-- Task goal --
Lay out every line of the records below as a numbered list, omitting any blank lines.

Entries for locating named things

■ ■ ■ ■

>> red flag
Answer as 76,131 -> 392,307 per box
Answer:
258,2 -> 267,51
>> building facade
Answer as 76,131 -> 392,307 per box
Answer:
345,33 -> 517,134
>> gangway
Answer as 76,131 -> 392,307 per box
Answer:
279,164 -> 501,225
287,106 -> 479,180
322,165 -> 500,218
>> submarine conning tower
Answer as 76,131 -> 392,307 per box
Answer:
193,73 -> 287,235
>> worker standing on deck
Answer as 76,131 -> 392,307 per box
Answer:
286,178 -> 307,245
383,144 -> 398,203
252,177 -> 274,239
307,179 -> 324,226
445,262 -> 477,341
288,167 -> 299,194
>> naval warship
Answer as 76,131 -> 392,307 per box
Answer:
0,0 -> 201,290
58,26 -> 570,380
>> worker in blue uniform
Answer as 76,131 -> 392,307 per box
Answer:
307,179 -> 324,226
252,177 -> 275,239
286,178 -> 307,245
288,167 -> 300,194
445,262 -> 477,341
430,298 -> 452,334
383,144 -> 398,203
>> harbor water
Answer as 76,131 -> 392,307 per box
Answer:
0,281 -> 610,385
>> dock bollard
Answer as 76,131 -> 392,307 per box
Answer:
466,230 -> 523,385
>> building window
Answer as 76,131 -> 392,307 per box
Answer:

■ ■ ■ ■

-- The result --
1. >> red flag
2. Answer as 76,131 -> 392,307 per box
3. Answer:
4. 258,2 -> 267,51
5. >> building facade
6. Answer as 76,131 -> 392,307 per box
7. Answer:
8. 345,33 -> 517,134
9. >> gangway
10. Answer as 76,131 -> 392,307 per box
11. Answer:
12. 279,164 -> 501,225
13. 287,106 -> 479,180
14. 322,165 -> 500,218
15. >> submarine conning tower
16. Answer as 76,131 -> 392,307 per box
17. Answer:
18. 193,73 -> 287,235
19. >> worker standing on deck
20. Answer as 76,131 -> 392,307 per box
21. Answer:
22. 286,178 -> 307,245
23. 383,144 -> 398,203
24. 252,177 -> 274,239
25. 307,179 -> 324,226
26. 445,262 -> 477,341
27. 288,167 -> 299,194
28. >> naval warship
29. Answer as 76,131 -> 392,307 per box
30. Answer:
31. 0,0 -> 201,290
32. 58,26 -> 570,380
33. >> worker in blue uniform
34. Answer as 76,131 -> 392,307 per box
35. Answer:
36. 307,179 -> 324,226
37. 252,177 -> 275,239
38. 286,178 -> 307,245
39. 288,167 -> 300,194
40. 445,262 -> 477,341
41. 430,298 -> 452,334
42. 383,144 -> 398,203
43. >> harbor water
44. Answer as 76,131 -> 392,307 per box
45. Answer:
46. 0,281 -> 610,385
47. >> dock bollard
48. Answer as 76,131 -> 392,307 per box
49. Answer:
50. 466,230 -> 523,385
51. >> building window
52. Answer as 76,131 -> 392,307 per box
53. Answer:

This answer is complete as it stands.